* **To do**
Except for the images, repeat the entries below word for word.

* **Records for this task**
════

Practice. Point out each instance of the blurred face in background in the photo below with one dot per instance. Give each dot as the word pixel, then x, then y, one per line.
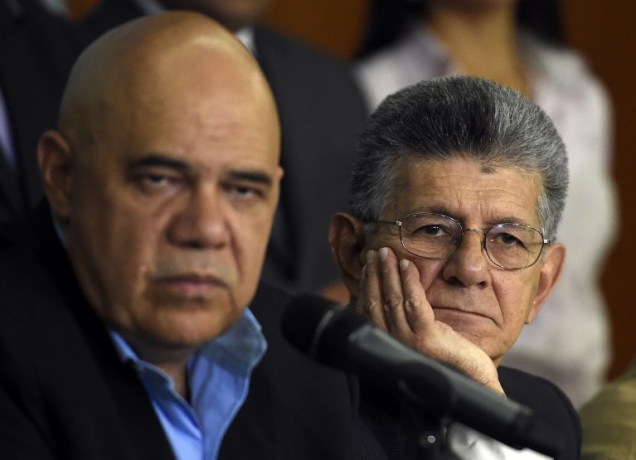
pixel 233 14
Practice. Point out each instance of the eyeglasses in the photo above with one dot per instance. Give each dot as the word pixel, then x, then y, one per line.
pixel 510 246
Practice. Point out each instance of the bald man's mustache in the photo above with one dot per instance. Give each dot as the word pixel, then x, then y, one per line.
pixel 200 268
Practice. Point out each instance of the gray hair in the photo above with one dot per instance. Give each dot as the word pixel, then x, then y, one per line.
pixel 464 117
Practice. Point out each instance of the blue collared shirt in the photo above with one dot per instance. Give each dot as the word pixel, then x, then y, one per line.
pixel 219 376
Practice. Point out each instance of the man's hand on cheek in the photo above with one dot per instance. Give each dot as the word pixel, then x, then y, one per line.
pixel 393 298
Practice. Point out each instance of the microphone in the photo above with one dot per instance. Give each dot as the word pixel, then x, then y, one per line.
pixel 342 338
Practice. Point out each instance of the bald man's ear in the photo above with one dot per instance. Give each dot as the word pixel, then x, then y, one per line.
pixel 54 160
pixel 347 240
pixel 552 263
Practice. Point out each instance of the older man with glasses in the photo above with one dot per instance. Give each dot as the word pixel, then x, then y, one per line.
pixel 450 243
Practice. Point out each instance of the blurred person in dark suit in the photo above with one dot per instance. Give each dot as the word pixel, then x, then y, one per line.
pixel 36 50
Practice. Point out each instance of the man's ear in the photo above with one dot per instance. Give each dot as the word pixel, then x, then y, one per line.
pixel 54 160
pixel 347 240
pixel 552 261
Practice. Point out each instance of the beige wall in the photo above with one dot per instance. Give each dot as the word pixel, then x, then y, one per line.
pixel 604 31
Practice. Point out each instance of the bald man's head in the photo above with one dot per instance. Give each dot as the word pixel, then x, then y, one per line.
pixel 128 60
pixel 164 177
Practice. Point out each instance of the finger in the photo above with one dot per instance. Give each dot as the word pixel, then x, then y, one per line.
pixel 393 304
pixel 369 300
pixel 418 311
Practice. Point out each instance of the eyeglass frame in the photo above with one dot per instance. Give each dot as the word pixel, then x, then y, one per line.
pixel 484 232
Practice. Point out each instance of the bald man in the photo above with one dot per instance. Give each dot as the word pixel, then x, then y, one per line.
pixel 125 329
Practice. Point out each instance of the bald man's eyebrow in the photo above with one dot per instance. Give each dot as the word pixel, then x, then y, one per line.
pixel 255 176
pixel 159 161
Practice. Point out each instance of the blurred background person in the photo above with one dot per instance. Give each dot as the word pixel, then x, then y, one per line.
pixel 36 51
pixel 321 111
pixel 609 420
pixel 519 44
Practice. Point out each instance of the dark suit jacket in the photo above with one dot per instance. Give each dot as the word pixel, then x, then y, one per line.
pixel 36 51
pixel 394 423
pixel 65 394
pixel 321 112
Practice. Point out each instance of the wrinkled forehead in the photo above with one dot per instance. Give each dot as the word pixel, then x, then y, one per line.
pixel 461 186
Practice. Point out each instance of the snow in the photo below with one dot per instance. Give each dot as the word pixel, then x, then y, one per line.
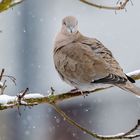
pixel 4 99
pixel 33 95
pixel 1 84
pixel 136 72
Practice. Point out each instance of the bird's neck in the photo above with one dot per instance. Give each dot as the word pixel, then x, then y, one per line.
pixel 62 39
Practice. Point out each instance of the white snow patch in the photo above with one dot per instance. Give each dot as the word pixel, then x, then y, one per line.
pixel 4 99
pixel 136 72
pixel 16 1
pixel 33 95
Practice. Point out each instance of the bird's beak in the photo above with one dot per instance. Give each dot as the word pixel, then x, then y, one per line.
pixel 71 29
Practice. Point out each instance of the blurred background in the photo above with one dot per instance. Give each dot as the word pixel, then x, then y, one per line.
pixel 26 46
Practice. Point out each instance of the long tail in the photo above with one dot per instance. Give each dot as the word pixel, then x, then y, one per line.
pixel 130 87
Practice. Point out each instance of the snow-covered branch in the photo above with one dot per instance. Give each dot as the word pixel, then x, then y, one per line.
pixel 120 5
pixel 6 4
pixel 29 99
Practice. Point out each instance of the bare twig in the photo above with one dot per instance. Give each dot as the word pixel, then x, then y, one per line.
pixel 120 6
pixel 12 78
pixel 127 135
pixel 1 75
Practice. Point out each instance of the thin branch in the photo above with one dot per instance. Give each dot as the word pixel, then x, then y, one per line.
pixel 37 98
pixel 6 4
pixel 24 99
pixel 127 135
pixel 121 5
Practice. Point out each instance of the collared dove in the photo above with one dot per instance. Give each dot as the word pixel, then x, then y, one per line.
pixel 85 63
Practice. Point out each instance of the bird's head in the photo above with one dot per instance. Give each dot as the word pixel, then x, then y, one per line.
pixel 69 25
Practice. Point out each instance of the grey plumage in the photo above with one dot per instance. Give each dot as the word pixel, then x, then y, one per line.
pixel 85 62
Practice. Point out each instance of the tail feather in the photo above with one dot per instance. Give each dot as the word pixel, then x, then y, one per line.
pixel 130 87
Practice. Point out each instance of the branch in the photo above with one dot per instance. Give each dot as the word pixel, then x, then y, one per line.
pixel 121 5
pixel 6 4
pixel 127 135
pixel 24 99
pixel 7 101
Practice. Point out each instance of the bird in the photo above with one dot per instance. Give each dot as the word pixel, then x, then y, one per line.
pixel 85 63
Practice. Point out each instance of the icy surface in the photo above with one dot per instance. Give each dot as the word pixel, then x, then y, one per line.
pixel 136 72
pixel 33 95
pixel 4 99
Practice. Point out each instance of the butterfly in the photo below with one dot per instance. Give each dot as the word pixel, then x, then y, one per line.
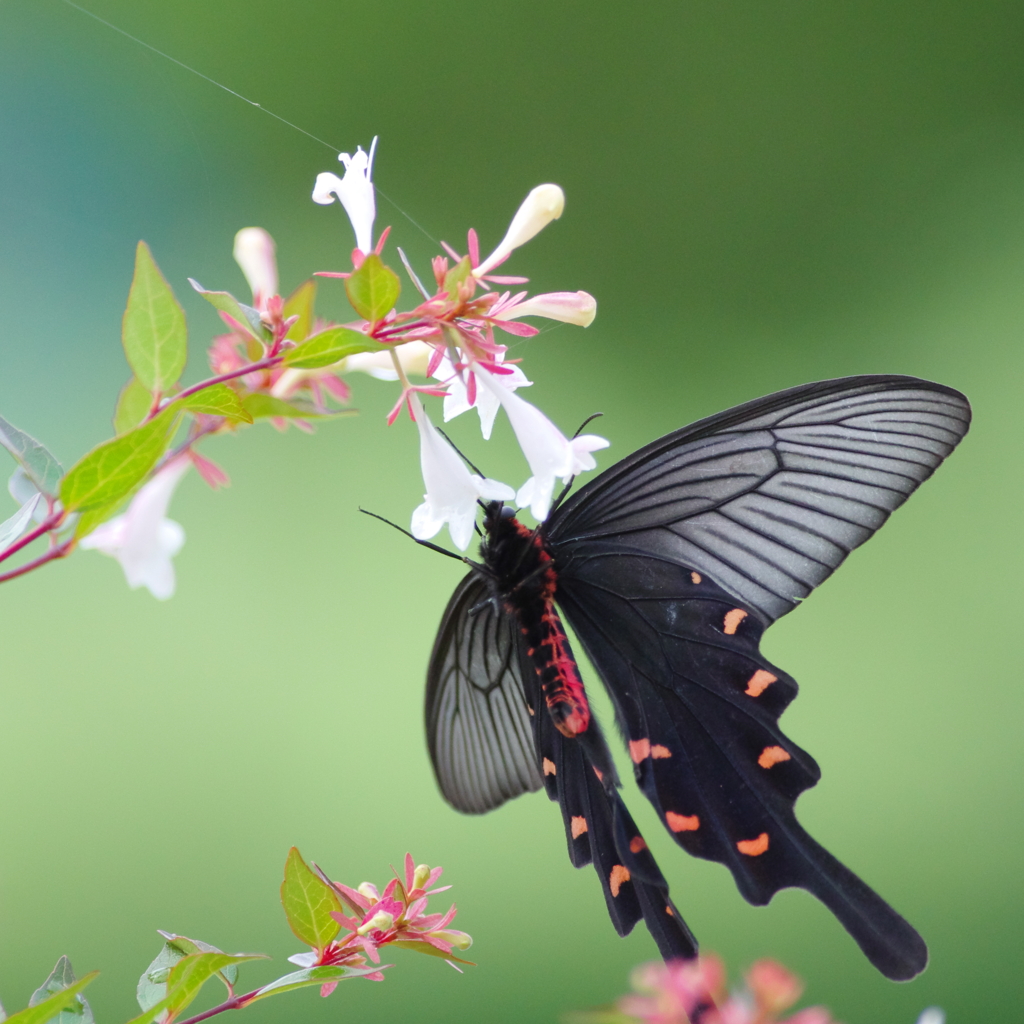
pixel 669 566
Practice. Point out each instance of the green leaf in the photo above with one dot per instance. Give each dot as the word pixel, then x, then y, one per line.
pixel 314 976
pixel 111 470
pixel 426 947
pixel 41 467
pixel 62 977
pixel 258 406
pixel 133 406
pixel 50 1008
pixel 229 975
pixel 187 976
pixel 329 346
pixel 308 903
pixel 373 289
pixel 456 276
pixel 218 399
pixel 246 316
pixel 300 303
pixel 154 331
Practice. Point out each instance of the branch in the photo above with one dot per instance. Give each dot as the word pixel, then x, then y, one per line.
pixel 58 552
pixel 51 521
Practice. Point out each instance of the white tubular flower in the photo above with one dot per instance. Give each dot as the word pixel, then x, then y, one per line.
pixel 550 454
pixel 569 307
pixel 355 192
pixel 486 404
pixel 542 206
pixel 143 540
pixel 452 489
pixel 414 356
pixel 254 252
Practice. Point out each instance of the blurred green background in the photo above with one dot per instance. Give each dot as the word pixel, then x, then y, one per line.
pixel 759 194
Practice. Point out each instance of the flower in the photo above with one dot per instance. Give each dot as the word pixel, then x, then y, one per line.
pixel 452 491
pixel 354 190
pixel 143 540
pixel 484 401
pixel 550 454
pixel 543 205
pixel 569 307
pixel 254 252
pixel 671 993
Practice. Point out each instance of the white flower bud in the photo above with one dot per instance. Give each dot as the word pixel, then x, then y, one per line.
pixel 542 206
pixel 254 252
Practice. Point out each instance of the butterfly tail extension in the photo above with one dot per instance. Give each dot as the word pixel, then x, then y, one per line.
pixel 599 830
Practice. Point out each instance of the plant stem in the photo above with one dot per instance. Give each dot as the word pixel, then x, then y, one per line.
pixel 251 369
pixel 52 520
pixel 57 552
pixel 235 1003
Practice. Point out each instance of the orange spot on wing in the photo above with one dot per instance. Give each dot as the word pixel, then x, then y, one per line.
pixel 682 822
pixel 617 879
pixel 754 847
pixel 732 620
pixel 639 749
pixel 772 756
pixel 759 682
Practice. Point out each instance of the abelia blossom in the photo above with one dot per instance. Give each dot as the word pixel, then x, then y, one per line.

════

* **Solution for this task**
Practice. Point out each instance of the blurred face in background in the photo below with one dot per instance. Give each dot as the word pixel, then x, then y, one per line.
pixel 233 14
Practice. Point out each instance of the eyeglasses in the photo above with one dot per instance. Give each dot as the word pixel, then x, then y, one per line.
pixel 510 246
Practice. Point out each instance of the bald man's mustache in the photo above with one dot per instance. Give each dot as the word pixel, then x, then y, one per line.
pixel 200 268
Practice. Point out each instance of the gray hair in the photo above with one dot per instance. Give each dot as the word pixel, then x, then y, one per line.
pixel 464 117
Practice. Point out each instance of the blue collared shirt in the photo above with one dot per instance. Give each dot as the word pixel, then x, then y, one per line.
pixel 219 376
Practice. Point out each instance of the man's hand on cheek in the photo above with one dot per instance. Give each dot as the word pixel, then x, then y, one per line.
pixel 393 298
Practice. Point out each instance of the microphone in the photo above with one dot per instance. Give each dot as the word pixel, then x, then y, one per line.
pixel 342 338
Practice. Point out each instance of the bald man's ear in the photo above with one dot per instance. Give each dot as the word pixel, then x, then y, one per line.
pixel 54 160
pixel 347 240
pixel 552 263
Practice. Point out each instance of the older man with glasses in the photo above with one dot per instance. Give each dot as the word pixel, then x, then y, one per line.
pixel 450 243
Practice. Point out each instance of the blurred person in dark suit in the photo above with one dot per instance. Give each dot as the word pixel, then x, then y, one per line.
pixel 36 50
Practice. Point out each instance of the man's ear in the photo above with one dot per instance. Give each dot as the word pixel, then x, then y, one per line.
pixel 54 160
pixel 347 240
pixel 552 261
Practice. Point out each instance of the beige wall in the photo above with one dot per instance. Give each dot as the word pixel, then x, then y, one per line.
pixel 604 31
Practice. Point out each instance of the bald man's head in the photo above with one dot per instance. Give each dot as the word pixel, then x, then y, one per line.
pixel 128 60
pixel 164 177
Practice. Point out each instance of the finger in the photo above with one dot per instance. Give each dot as the word pixel, then x, then y, one per line.
pixel 393 304
pixel 369 300
pixel 418 311
Practice. Point out each instance of the eyeglass frame in the photo above with one dot per instance. Give each dot as the word pixel, then x, then y, one per line.
pixel 484 232
Practice. Point out each instance of the bald man in the photo above with one dot per instance. Give each dot as the word pixel, then x, then y, one per line.
pixel 125 329
Practice. Point out each instance of the bald man's eyebrow in the photo above with one dot per instance. Give each dot as the word pixel, then x, then y, one per line.
pixel 255 176
pixel 159 161
Practice. Point out each instance of the blurred background person in the photo above with one dot per instance. Give each dot as the word pixel, then x, then y, one per line.
pixel 36 51
pixel 321 111
pixel 609 420
pixel 519 44
Practice. Point out each instance of the dark suit jacket in the photo above with one dot per instance. Give each dot as the word pixel, then x, then y, one per line.
pixel 36 51
pixel 394 423
pixel 65 394
pixel 321 112
Practice. Point out each instance of the wrinkled forehead in the photo above with one dot per instance. Give each dot as the word pixel, then x, then y, one per line.
pixel 461 186
Practice. Point out each instance of the snow in the photo below with one dot per instance. Give each dot as the word pixel, then x, then y, one per line.
pixel 4 99
pixel 33 95
pixel 1 84
pixel 136 72
Practice. Point out each instance of the bird's neck in the photo above with one dot per instance. Give each dot as the word pixel, then x, then y, one per line.
pixel 62 39
Practice. Point out each instance of the white snow patch in the photo above with one dot per instance. Give each dot as the word pixel, then x, then y, one per line.
pixel 4 99
pixel 136 72
pixel 16 1
pixel 33 95
Practice. Point out each instance of the bird's beak in the photo above with one dot per instance. Give each dot as the word pixel, then x, then y, one per line.
pixel 71 29
Practice. Point out each instance of the blurred background in the photo above with one dot per instance. Give each dot as the word pixel, then x, then y, one per line.
pixel 26 46
Practice. Point out each instance of the long tail in the photo above with one dot per instance. Give each dot as the word pixel, then x, then y, one per line.
pixel 130 87
Practice. Point out each instance of the snow-covered branch in the photo above with one dot per instance. Give each dot as the word pixel, then x, then y, one per line.
pixel 120 5
pixel 6 4
pixel 29 99
Practice. Point out each instance of the bare twig in the photo above with one dot per instance. Give each dot as the word pixel, then x, then y, one per line.
pixel 120 6
pixel 12 78
pixel 127 135
pixel 1 75
Practice. Point out each instance of the thin branch in the photo above with one dot per instance. Give each dot as the word pixel, then x, then y, one per line.
pixel 37 98
pixel 6 4
pixel 24 99
pixel 127 135
pixel 121 5
Practice. Point out each instance of the collared dove in the photo above with one dot per instance. Give each dot as the word pixel, then x, then y, one per line.
pixel 85 63
Practice. Point out each instance of the bird's head in the photo above with one dot per instance. Give each dot as the word pixel, then x, then y, one per line.
pixel 69 25
Practice. Point out each instance of the grey plumage in the photo above with one dot per instance. Give each dot as the word pixel, then x, then y, one per line.
pixel 85 62
Practice. Point out each instance of the tail feather in the photo above with one dot per instance. Give each dot as the word pixel, then x, then y, one per line.
pixel 130 87
Practice. Point out each instance of the branch in the photo above with one dot per instance. Give each dot as the word pixel, then x, then y, one per line.
pixel 121 5
pixel 6 4
pixel 127 135
pixel 24 99
pixel 7 101
Practice. Point out each instance of the bird in the photo above with one dot per instance. Give each dot as the word pixel, then x, then y, one per line.
pixel 85 63
Practice. Point out each instance of the icy surface in the photo above with one dot per instance. Give each dot as the word pixel, then x, then y, one per line.
pixel 136 72
pixel 33 95
pixel 4 99
Practice. Point out each instance of the butterfly in the photo below with one dot per instance. Give each dot as the word pixel, then x, then y, one per line.
pixel 669 566
Practice. Point out each instance of the green leaf in the photo above with one dot per instance. Give each dot as the word pixel, then x, then y, one per line.
pixel 314 976
pixel 111 470
pixel 426 947
pixel 41 467
pixel 62 977
pixel 258 406
pixel 133 406
pixel 50 1008
pixel 229 975
pixel 187 976
pixel 329 346
pixel 308 903
pixel 373 289
pixel 456 276
pixel 218 399
pixel 246 316
pixel 300 303
pixel 154 331
Practice. Point out each instance of the branch in the photo above with one dot per instance. Give each dot as the word pixel, then x, then y, one per line.
pixel 58 552
pixel 51 521
Practice. Point out each instance of the white tubular flower in the photo above with one dot per instance. Give each dot as the word pixel, then x, then y, one per line.
pixel 550 454
pixel 569 307
pixel 355 192
pixel 486 404
pixel 542 206
pixel 143 540
pixel 452 489
pixel 414 356
pixel 254 252
Practice. Point out each instance of the blurred green background in the photo above with one dot per instance. Give each dot as the word pixel, then x, then y, one per line.
pixel 759 194
Practice. Point out each instance of the flower in the photo above with one dot per instance. Give each dot as the word pixel, then x, then y, one per line.
pixel 452 491
pixel 354 190
pixel 143 540
pixel 484 401
pixel 550 454
pixel 543 205
pixel 569 307
pixel 254 252
pixel 671 993
Practice. Point out each instance of the white flower bud in the photo above with one dot per instance. Give each dot as the word pixel, then x, then y, one per line.
pixel 542 206
pixel 254 252
Practice. Point out each instance of the butterfly tail extension in the photo above with one dot per instance. Give each dot as the word pixel, then x, then y, one per line.
pixel 599 830
Practice. Point out each instance of the plant stem in the photo above with one dot per instance. Give each dot as the word pixel, then x, then y, one per line.
pixel 251 369
pixel 52 520
pixel 57 552
pixel 235 1003
Practice. Point out each instance of the orange spot on wing in the photo above with one dot per instance. Give each dot as the word pixel, then x, then y, one per line.
pixel 682 822
pixel 617 879
pixel 754 847
pixel 732 620
pixel 639 749
pixel 772 756
pixel 759 682
Practice. Point out each instance of the abelia blossom in the photo above with one dot per instance. Give each dot as the word pixel, then x, then y, one per line.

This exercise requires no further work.